*** Opening of Input records ***

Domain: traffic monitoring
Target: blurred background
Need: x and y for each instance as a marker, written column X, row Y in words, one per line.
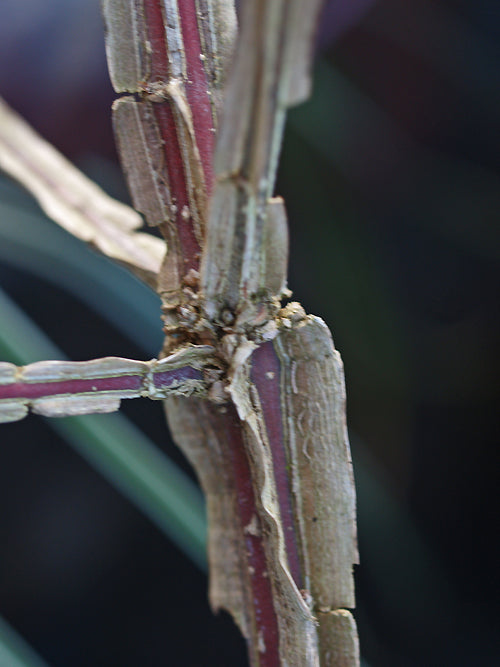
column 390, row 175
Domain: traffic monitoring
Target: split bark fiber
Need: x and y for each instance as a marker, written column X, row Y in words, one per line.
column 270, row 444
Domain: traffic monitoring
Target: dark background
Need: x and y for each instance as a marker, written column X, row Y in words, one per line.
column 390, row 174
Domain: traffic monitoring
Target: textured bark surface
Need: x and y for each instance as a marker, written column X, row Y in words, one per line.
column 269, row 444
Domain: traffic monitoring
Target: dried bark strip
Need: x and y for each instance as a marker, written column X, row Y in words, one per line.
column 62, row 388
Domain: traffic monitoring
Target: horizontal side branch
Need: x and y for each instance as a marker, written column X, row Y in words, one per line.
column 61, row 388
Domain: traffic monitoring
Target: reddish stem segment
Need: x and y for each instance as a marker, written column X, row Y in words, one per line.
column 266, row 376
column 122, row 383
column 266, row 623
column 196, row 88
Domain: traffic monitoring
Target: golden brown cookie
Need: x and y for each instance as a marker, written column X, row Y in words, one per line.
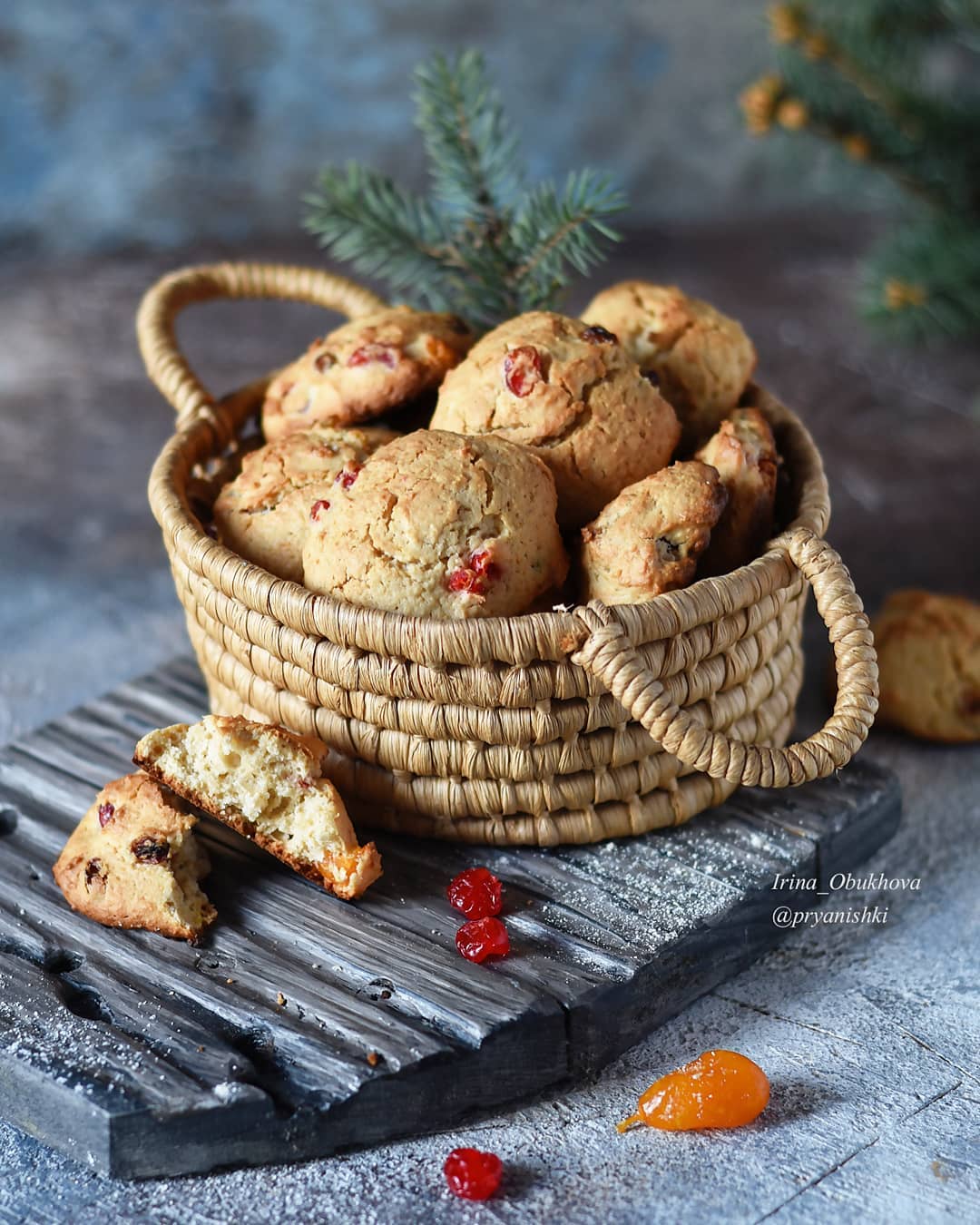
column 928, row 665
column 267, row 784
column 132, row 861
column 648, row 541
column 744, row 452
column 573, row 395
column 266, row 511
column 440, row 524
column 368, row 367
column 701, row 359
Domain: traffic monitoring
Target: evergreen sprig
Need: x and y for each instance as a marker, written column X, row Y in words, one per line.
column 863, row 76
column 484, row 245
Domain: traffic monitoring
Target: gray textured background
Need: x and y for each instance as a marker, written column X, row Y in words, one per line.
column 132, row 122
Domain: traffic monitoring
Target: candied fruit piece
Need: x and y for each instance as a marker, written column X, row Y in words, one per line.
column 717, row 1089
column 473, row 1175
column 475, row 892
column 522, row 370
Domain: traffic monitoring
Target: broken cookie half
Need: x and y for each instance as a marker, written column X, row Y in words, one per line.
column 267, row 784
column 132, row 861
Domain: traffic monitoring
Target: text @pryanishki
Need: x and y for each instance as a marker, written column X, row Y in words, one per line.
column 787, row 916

*** Close of Input records ***
*** Opening of Input records ***

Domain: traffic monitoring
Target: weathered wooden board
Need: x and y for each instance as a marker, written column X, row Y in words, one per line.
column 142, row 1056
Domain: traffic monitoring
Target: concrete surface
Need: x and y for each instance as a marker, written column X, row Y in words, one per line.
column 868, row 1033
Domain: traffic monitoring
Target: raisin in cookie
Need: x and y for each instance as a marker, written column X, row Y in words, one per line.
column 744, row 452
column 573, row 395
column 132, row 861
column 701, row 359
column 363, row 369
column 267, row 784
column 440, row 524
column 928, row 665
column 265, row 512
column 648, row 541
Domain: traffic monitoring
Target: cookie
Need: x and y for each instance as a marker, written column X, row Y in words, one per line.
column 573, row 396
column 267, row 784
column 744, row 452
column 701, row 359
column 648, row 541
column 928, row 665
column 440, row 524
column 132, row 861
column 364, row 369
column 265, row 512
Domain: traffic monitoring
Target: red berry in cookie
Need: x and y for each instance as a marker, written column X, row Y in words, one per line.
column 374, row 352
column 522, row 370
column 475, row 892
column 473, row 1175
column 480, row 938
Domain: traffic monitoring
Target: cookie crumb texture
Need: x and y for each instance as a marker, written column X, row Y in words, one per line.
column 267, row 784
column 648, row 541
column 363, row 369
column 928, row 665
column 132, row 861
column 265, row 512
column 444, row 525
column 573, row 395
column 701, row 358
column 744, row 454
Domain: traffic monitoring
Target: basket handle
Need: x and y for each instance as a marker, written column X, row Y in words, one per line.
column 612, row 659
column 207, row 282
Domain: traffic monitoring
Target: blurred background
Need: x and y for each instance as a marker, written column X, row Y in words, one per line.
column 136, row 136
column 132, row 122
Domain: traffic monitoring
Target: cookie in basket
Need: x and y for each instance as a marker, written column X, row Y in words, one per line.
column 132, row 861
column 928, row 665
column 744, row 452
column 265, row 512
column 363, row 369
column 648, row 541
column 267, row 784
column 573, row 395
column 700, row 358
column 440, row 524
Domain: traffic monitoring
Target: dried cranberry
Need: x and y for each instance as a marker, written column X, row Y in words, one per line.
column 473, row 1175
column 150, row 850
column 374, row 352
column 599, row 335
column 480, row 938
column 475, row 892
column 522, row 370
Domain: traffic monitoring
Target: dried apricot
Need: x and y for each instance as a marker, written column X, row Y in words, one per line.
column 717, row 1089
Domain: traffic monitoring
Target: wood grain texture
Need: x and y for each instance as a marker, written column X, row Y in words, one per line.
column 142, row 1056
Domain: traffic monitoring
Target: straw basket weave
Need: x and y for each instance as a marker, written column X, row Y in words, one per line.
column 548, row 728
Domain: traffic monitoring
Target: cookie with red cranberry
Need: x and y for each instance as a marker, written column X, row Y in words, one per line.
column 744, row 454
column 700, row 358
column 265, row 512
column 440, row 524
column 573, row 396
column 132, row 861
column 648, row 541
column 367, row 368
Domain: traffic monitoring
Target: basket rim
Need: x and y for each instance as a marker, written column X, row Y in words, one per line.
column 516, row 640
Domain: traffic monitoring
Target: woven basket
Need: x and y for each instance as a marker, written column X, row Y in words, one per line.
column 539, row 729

*** Close of Input records ***

What is needed ▸ Line count for "basket": state how many lines of the records contain it, and give only the number.

Completed exercise ▸ 5